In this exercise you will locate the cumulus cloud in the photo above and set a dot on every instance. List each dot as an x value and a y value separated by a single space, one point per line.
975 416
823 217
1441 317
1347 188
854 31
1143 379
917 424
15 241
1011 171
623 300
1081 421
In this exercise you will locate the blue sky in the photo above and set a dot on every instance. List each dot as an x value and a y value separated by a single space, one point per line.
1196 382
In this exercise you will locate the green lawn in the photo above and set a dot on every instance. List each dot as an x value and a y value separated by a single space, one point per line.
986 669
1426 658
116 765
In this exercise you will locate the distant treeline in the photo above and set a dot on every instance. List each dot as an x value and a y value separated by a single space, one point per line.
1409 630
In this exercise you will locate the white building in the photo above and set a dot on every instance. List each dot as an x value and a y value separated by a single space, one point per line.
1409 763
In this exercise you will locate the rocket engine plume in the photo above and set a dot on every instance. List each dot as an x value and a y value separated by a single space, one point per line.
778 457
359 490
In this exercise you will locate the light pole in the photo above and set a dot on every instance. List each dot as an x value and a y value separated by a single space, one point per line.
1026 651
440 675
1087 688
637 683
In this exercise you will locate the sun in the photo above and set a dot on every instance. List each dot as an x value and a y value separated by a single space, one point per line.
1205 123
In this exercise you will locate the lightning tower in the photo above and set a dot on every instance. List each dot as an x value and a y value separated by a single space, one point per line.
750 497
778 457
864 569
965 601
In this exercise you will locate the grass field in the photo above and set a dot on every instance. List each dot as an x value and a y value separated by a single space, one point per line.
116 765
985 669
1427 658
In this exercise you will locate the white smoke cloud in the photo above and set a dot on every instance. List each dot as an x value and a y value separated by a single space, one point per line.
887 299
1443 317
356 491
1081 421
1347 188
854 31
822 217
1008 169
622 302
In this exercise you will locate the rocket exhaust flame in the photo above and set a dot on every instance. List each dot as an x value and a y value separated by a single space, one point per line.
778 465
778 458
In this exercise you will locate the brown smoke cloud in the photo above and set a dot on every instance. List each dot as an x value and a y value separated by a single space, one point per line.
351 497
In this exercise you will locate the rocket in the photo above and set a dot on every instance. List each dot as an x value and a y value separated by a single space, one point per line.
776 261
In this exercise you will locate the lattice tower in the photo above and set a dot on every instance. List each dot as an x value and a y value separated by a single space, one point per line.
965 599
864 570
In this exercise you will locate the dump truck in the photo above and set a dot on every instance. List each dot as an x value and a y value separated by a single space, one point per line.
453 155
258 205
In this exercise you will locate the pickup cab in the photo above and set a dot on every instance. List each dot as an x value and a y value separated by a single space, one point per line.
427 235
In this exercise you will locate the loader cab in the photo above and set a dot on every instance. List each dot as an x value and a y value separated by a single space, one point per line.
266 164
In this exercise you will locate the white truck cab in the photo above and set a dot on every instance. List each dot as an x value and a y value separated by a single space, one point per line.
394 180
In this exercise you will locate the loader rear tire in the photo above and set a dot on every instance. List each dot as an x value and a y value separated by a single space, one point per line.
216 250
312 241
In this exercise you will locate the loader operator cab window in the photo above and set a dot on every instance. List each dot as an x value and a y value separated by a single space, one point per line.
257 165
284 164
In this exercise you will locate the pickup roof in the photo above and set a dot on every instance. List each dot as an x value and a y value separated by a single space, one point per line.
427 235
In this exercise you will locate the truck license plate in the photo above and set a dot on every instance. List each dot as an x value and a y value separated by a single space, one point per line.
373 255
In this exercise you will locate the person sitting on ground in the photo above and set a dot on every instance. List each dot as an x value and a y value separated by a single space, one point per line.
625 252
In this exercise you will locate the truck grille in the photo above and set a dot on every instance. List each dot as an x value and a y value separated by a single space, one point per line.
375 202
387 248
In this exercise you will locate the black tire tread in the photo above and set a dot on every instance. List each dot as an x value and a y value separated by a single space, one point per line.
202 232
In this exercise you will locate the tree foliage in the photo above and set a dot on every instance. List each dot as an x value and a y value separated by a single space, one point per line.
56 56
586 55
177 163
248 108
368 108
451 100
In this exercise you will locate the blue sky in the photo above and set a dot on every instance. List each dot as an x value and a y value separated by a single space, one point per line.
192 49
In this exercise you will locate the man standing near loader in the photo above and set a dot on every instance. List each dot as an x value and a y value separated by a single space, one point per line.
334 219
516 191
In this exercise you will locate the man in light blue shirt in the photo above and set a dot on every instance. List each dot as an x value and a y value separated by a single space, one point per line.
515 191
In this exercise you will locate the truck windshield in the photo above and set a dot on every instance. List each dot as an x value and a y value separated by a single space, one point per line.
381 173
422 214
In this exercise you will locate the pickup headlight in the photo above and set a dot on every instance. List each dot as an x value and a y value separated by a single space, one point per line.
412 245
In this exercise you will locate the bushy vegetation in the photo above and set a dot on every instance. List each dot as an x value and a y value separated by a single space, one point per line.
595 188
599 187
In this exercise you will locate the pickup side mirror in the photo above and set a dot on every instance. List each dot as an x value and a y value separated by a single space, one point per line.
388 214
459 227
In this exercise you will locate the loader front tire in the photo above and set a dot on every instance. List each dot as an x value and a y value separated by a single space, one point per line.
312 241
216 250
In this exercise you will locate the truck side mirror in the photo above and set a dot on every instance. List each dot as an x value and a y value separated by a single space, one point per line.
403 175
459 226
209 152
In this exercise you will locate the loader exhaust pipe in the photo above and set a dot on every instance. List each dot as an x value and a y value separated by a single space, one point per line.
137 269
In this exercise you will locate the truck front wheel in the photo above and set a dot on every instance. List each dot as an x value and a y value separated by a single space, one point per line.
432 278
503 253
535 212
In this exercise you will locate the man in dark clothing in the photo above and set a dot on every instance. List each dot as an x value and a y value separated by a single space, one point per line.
========
◆ Task instructions ◆
Copy the listing in full, and keep every word exactly as it is.

◆ Expected answer ◆
In this exercise you will locate the cumulus cloud in the photo above and set a dot on every instance. List each dot as an x value and a y value separated by a single space, one point per line.
975 416
823 217
1441 317
1347 188
854 31
1143 379
917 424
15 241
1011 171
623 300
1081 421
In this exercise you will locate the blue sky in the photo above and set a dot on every instance. List each dot as an x value and a y value separated by a single space, one point per line.
1196 382
In this exercise you will locate the green lawn in the photo above and set a dot on every instance. List each dot as an x value and a y value separated by a single space, one point per line.
986 669
1426 658
116 765
In this exercise you will locate the distant treeline in the photo above and set a dot on every instance. List each dot as an x value and a y value separated by a single space, one point per line.
1409 630
In this exercise you will locate the white building in the photo above and set a dot on every instance. List each dot as an x value and a y value separated by a single space, one point per line.
1409 763
In this exercise you will locate the rocket engine plume in the photo above and set a dot on every instance. List each dot as an x value and a y value separated by a single space, one point per line.
778 457
359 490
In this exercise you will locate the light pole in the photo above and set a dot on every instance. List each dot as an x value and a y value separated by a single space, one point per line.
1026 651
440 675
1087 688
637 683
In this exercise you will locate the sun in the photo above and set a dot on every instance. List each dot as an x value and a y value separated by a single space, one point per line.
1205 123
In this exercise you will locate the lightning tower in the photo above and set a dot on every instance. List each dot as an x value and a y value separated by a single space, one point per line.
750 497
778 457
864 569
965 601
In this exercise you will locate the grass field in the photo above and set a dot on every instance. List each dot as an x value and a y value separated by a single space, one point per line.
116 765
985 669
1427 658
In this exercise you will locate the white smoke cloud in the photo above and set a dot on every instance. List each dot as an x value and a y value separated by a single space, one point per line.
887 299
1443 317
356 491
1081 421
1347 188
854 31
822 217
1008 169
622 302
In this exercise you will locate the rocket exhaust flame in the photo above and set a dot on every instance. List each dot as an x value and a y value separated by a single space, one point per line.
778 465
778 458
In this exercise you will locate the brown smoke cloud in the photo above and set a dot on every instance. List each dot as an x value and a y value separated by a single space, one point per line.
351 497
In this exercise you will locate the rocket in the photo above and set a dot on every instance. List each dot as an x value and a y value separated by a single space, one point per line.
776 261
In this exercise you will locate the lattice tower in the photo above and set a dot on every instance. List each dot as an x value and a y value separated by a single space, one point per line.
965 599
864 570
In this exercise you will locate the dump truck in the photo above and set a dot on every instance. List each dot as an x value and a y value separated by a single space, one point per line.
453 155
258 205
In this exercise you will locate the pickup cab in the photo above and set a dot on every instance. List each dot as an x value and a y value separated by a single space, one point per line.
427 235
In this exercise you will locate the loader cab in the photo above and set a dot on every instance. List each dot as an x value and a y value separated by a single space, one point per line.
266 164
In this exercise you will locate the white truck cab in the photo above and set a dot on every instance. List each dot as an x value and a y value separated by a single space, one point per line.
394 180
In this exercise you will locate the loader rear tire in the photo above and set a dot on every instance. List each dot as an x value and a y value separated by a single space, one point per line.
216 250
312 241
In this exercise you will locate the loader operator cab window in the photo above and set a dot on every instance. List each dot as an x value and a y value separated by a single space, one point per line.
257 165
284 164
In this exercise you will locate the pickup roof in the photo above and set a dot on every instance. List each dot as an x value and a y value separated by a single space, one point per line.
427 235
In this exercise you will locate the truck license plate in the photo above and set a dot on every instance. List each dot as an x value and a y value separated by a single space, one point per line.
373 255
In this exercise you will locate the person sitting on ground in the photo above and set a dot on every instance. List each dot as an x value and a y value separated by a single space, one point per line.
625 252
In this exercise you will locate the truck grille in the photo above and set a dot on every instance. List each dot as an x value and a y value separated by a single space, one point per line.
375 202
387 248
In this exercise you will locate the black tire tread in the photo above and set a dot on every instance. List each dot as an x value and a y value separated by a single space, one point per line.
202 232
In this exercise you will locate the tree foliage in the photo above and set a dot on every instance. List each dot as an x value and a y value separated by a single space, one point per line.
56 56
586 55
177 163
248 108
368 108
451 100
In this exercise you will locate the blue sky in the photo above and set a dot on every instance. List each dot as an x value and a y value separated by a single space, one point per line.
192 49
In this exercise you will locate the man standing near loader in the photo above and set a dot on every instance. List each dot as an x value and a y value separated by a single space, one point per line.
334 219
516 191
In this exercise you will locate the man in light blue shirt in the photo above and set a dot on every instance. List each dot as an x value and a y value separated by a single space, one point per line.
515 191
In this exercise you will locate the truck windshield in the photo above and set a dot on every instance. List each dot as an x value and a y value separated by a single space, one point per line.
381 173
422 214
In this exercise you will locate the pickup headlight in the photo above and set a dot on every instance. List each dot as an x value and a y value separated by a single space, one point per line.
412 245
In this exercise you will locate the bushy vegetation in the photo above and set a dot on every instance. List each dot as an x value and a y value separated by a single space, one point per line.
595 188
599 187
In this exercise you will locate the pickup side mirror in the photo above and set a dot on every instance. List each dot as an x value and a y value separated by a single space, one point per line.
388 214
459 227
In this exercise you will locate the loader front tire in the photo above and set a dot on every instance. List each dot as an x value and a y value separated by a single space, one point per line.
312 241
216 250
In this exercise you will locate the truck side mirror in the photo above and set a dot on every instance. List each dot as an x value and a y value separated by a single space, one point per line.
403 175
459 226
209 152
In this exercise you will locate the loader exhaust pipe in the photo above and set a dot on every instance. List each dot as an x value and a y value separated by a single space, one point per line.
137 269
In this exercise you will locate the truck front wheel in the photo above and set a dot on every instance. List each dot as an x value and a y value separated by a single space, one point per line.
432 278
503 253
535 212
In this exercise you will locate the man in dark clothing in the photo above and set a dot on every instance. List each dot as an x value and a y value separated by a single space, one point per line.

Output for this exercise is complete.